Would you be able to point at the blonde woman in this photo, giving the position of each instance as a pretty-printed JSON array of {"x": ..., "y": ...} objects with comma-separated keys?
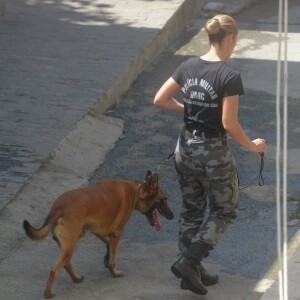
[{"x": 203, "y": 160}]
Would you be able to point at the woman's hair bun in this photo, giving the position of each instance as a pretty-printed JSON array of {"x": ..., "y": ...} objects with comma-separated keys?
[{"x": 213, "y": 26}]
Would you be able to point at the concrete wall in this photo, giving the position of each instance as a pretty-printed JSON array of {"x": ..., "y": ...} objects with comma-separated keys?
[{"x": 2, "y": 7}]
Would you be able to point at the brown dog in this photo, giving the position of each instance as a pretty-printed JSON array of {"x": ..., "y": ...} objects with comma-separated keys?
[{"x": 103, "y": 209}]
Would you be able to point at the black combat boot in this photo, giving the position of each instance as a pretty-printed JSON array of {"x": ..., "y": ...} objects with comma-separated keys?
[
  {"x": 206, "y": 278},
  {"x": 187, "y": 267}
]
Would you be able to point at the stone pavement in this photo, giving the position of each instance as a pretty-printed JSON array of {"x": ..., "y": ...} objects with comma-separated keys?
[{"x": 62, "y": 65}]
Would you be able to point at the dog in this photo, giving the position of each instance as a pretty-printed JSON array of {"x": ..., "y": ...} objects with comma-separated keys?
[{"x": 103, "y": 209}]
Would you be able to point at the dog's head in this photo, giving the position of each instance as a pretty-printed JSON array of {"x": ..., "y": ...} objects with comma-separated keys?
[{"x": 152, "y": 198}]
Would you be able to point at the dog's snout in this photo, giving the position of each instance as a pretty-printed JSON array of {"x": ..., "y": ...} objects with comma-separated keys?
[{"x": 165, "y": 210}]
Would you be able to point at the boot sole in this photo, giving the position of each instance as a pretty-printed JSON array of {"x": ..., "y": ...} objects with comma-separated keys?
[{"x": 181, "y": 272}]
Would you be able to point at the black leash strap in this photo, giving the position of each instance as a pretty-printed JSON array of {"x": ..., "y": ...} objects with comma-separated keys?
[
  {"x": 259, "y": 177},
  {"x": 165, "y": 161}
]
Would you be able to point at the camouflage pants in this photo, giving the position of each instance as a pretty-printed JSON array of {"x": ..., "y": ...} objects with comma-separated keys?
[{"x": 208, "y": 180}]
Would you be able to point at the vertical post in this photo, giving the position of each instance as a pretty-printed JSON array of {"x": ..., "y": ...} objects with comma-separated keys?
[{"x": 2, "y": 7}]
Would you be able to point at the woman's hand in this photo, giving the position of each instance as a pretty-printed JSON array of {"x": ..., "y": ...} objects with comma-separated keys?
[
  {"x": 164, "y": 97},
  {"x": 259, "y": 145}
]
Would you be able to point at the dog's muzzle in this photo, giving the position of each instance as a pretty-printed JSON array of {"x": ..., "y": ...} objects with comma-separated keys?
[{"x": 163, "y": 209}]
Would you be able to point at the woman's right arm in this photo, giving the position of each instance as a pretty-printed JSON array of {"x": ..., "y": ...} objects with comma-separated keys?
[
  {"x": 233, "y": 127},
  {"x": 164, "y": 97}
]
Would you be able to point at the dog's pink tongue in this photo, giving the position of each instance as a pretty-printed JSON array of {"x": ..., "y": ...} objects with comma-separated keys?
[{"x": 156, "y": 221}]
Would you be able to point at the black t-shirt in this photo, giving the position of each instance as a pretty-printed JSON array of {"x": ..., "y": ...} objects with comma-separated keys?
[{"x": 204, "y": 85}]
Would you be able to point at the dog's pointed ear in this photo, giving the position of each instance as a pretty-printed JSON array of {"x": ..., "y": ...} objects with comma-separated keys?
[
  {"x": 148, "y": 176},
  {"x": 154, "y": 181}
]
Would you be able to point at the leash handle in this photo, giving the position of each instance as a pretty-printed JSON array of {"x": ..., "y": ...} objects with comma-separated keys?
[{"x": 259, "y": 177}]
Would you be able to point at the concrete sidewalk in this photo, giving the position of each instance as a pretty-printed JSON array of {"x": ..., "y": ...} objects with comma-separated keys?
[{"x": 293, "y": 273}]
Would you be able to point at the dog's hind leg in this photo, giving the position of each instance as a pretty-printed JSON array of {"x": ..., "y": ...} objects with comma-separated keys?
[
  {"x": 64, "y": 260},
  {"x": 66, "y": 239},
  {"x": 113, "y": 245},
  {"x": 75, "y": 277}
]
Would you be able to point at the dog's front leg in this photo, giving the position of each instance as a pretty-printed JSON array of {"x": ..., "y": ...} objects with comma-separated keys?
[{"x": 113, "y": 245}]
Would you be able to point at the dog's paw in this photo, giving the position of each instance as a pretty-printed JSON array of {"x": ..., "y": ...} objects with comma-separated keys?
[
  {"x": 78, "y": 280},
  {"x": 117, "y": 273},
  {"x": 48, "y": 294}
]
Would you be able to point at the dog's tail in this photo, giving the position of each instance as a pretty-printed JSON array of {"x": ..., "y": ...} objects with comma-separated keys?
[{"x": 37, "y": 233}]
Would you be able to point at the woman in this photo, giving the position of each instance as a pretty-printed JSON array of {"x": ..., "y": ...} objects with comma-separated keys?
[{"x": 205, "y": 166}]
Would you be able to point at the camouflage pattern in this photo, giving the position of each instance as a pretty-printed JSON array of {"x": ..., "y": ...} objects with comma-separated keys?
[{"x": 208, "y": 180}]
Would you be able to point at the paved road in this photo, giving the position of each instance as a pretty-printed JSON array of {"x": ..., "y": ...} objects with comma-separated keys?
[
  {"x": 150, "y": 135},
  {"x": 61, "y": 59}
]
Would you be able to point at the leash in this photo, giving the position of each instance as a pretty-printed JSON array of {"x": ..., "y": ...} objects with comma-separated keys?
[
  {"x": 163, "y": 163},
  {"x": 259, "y": 177}
]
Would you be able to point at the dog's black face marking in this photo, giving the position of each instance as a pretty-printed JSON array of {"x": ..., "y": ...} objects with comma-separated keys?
[{"x": 164, "y": 210}]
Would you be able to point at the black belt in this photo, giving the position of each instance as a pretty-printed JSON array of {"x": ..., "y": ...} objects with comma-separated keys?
[{"x": 205, "y": 134}]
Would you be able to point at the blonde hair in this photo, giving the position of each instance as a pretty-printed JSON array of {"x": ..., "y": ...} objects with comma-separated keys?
[{"x": 220, "y": 26}]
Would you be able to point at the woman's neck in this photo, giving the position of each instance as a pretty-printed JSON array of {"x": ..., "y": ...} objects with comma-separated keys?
[{"x": 215, "y": 53}]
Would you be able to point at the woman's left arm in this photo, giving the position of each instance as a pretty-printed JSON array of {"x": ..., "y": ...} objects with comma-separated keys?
[{"x": 165, "y": 96}]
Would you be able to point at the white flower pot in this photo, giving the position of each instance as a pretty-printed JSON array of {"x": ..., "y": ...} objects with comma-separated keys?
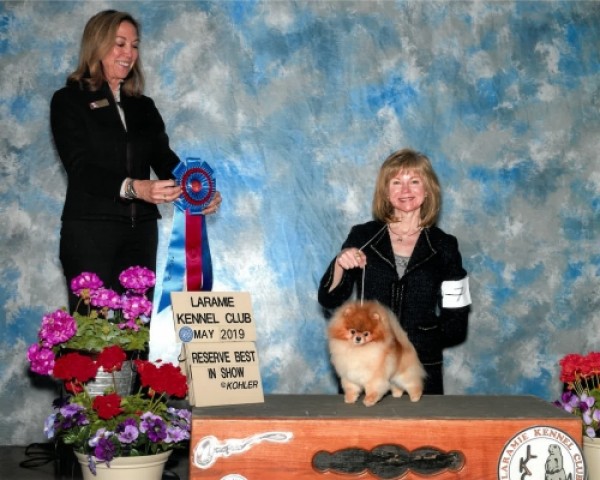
[
  {"x": 591, "y": 453},
  {"x": 149, "y": 467}
]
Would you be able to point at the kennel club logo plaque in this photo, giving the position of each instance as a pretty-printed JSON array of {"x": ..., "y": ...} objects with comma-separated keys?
[
  {"x": 542, "y": 453},
  {"x": 218, "y": 335}
]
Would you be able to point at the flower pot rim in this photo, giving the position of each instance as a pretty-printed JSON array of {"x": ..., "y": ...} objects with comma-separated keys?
[{"x": 127, "y": 462}]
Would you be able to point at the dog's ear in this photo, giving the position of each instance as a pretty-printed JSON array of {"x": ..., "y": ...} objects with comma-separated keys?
[{"x": 349, "y": 309}]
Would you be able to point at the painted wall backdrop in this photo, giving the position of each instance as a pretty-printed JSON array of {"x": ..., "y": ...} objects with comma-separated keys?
[{"x": 295, "y": 105}]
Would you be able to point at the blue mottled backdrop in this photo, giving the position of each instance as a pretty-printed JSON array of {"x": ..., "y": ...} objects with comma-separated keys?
[{"x": 295, "y": 105}]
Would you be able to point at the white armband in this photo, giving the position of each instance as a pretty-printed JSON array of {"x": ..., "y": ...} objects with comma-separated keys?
[{"x": 455, "y": 293}]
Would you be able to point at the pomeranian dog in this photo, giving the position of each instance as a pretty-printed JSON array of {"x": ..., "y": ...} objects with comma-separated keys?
[{"x": 370, "y": 351}]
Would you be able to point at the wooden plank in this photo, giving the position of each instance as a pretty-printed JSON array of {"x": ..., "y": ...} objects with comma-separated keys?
[{"x": 477, "y": 427}]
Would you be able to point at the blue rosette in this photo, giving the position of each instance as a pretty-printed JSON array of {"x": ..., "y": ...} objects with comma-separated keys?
[{"x": 188, "y": 254}]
========================================================================
The lines to reproduce run from the line containing "Would you be able to point at the dog's ear" to the end of the listing; write them out exactly and add nothing.

Would you be able to point at the dog's ear in this photo, giving the position of each instance as a pretty-printed JSON array of {"x": ..., "y": ...} objects with comma-separated keys?
[{"x": 349, "y": 309}]
Would you be able to point at the painted wall backdrop in this photo, giving the position of each instance as a pretty-printed JSON array of {"x": ..., "y": ...} objects with comma-separated keys?
[{"x": 295, "y": 105}]
Would you be able to point at the blue mottled backdrop in this photo, giving the position of each instance as a pretty-printed JSON array of {"x": ..., "y": ...} objects with comma-separated keys?
[{"x": 295, "y": 105}]
Would you be able to point at the white armband in this photo, giving the position of each instance as a pretty-printed JSON array of {"x": ..., "y": ...} objects with comma-separated keys?
[{"x": 455, "y": 293}]
Would you be able to point at the pomeranian dog in this photo, giving the position of each instance as a pretty-printed JSON array of {"x": ..., "y": ...} objects with comma-separated keys?
[{"x": 370, "y": 351}]
Would you be able to point at the wooden plank in this photo, giving the position of each instance as a pretty-printed JSON array of {"x": ..., "y": ...} objects with comma-separated keys?
[{"x": 477, "y": 427}]
Would you be able to point at the blue rosette in this photo, giving the position of each instance as a pretty-printed JSON array of {"x": ..., "y": ...} objects with comma-separated keys?
[{"x": 188, "y": 254}]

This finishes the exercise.